Lexicon Pharmaceuticals has won FDA approval for its carcinoid syndrome diarrhea treatment Xermelo™ (telotristat ethyl) in combination with somatostatin analog (SSA) therapy in adults inadequately controlled by SSA therapy alone.

Xermelo is the first oral therapy to be approved for diarrhea tied to carcinoid syndrome, a rare and debilitating condition affecting people with metastatic neuroendocrine tumors (mNETs).

Xermelo, formerly LX1032, is designed to stop the overproduction of serotonin inside mNET cells by targeting tryptophan hydroxylase, an enzyme that mediates excess serotonin production within those cells. The drug will be offered as 250-mg tablets to be taken three times daily with food.

Lexicon said yesterday Xermelo will be in select specialty pharmacies beginning Monday in the U.S., where the company holds all commercial rights. Ipsen holds commercialization rights to the drug in Europe and other countries outside the U.S. and Japan through a license and collaboration agreement with Lexicon, which developed the drug and steered its development through clinical trials and regulatory review.

Xermelo’s safety and efficacy were established in a Phase III trial in which 33% of participants randomized to add Xermelo with SSA saw an average reduction of two bowel movements per day, compared to 4% of patients randomized to a combination of placebo and SSA.

The 12-week double-blind trial included 90 adult participants with well-differentiated mNETs and carcinoid syndrome diarrhea, all having between four to 12 daily bowel movements despite using SSA at a stable dose for at least 3 months.

“We are proud to have discovered and developed this ground-breaking orphan drug, and it is an honor to make it available for the thousands of patients currently suffering from this condition who wish to lead a more routine life with fewer incidences of severe diarrhea,” Lexicon president and CEO Lonnel Coats said in a statement.

In addition to Xermelo, Lexicon has a pipeline of clinical and preclinical drug candidates in diabetes and metabolism and neuropathic pain.

·····

List every name or code the article about Xermelo's FDA approval uses for the approved drug.

# [Extracted records]
·····

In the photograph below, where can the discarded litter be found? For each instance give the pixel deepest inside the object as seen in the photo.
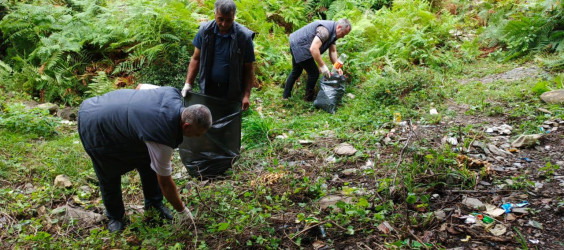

·····

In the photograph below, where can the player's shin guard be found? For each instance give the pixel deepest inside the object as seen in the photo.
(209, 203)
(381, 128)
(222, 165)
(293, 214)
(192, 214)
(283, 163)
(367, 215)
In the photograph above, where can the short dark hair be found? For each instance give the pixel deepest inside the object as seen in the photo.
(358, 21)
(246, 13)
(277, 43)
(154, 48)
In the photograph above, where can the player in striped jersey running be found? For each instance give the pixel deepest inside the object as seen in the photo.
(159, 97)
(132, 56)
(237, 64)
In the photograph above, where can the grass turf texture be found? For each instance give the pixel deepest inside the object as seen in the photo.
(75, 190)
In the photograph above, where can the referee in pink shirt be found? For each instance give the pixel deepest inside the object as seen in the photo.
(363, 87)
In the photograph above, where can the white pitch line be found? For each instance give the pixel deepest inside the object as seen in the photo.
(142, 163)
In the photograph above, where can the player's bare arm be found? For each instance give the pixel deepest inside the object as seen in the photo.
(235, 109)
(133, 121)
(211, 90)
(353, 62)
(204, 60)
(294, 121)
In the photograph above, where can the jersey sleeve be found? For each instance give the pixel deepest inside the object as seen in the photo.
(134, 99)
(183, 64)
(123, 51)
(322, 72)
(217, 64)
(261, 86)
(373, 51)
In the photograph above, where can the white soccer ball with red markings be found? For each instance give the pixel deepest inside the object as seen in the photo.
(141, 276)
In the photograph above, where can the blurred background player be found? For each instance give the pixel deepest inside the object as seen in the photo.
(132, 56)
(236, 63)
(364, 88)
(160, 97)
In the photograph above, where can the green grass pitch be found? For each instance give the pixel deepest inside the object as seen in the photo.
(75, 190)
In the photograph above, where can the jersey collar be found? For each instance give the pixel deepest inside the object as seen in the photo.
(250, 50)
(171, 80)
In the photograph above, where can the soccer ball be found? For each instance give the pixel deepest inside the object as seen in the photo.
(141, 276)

·····

# [Written reply]
Xermelo, telotristat ethyl, LX1032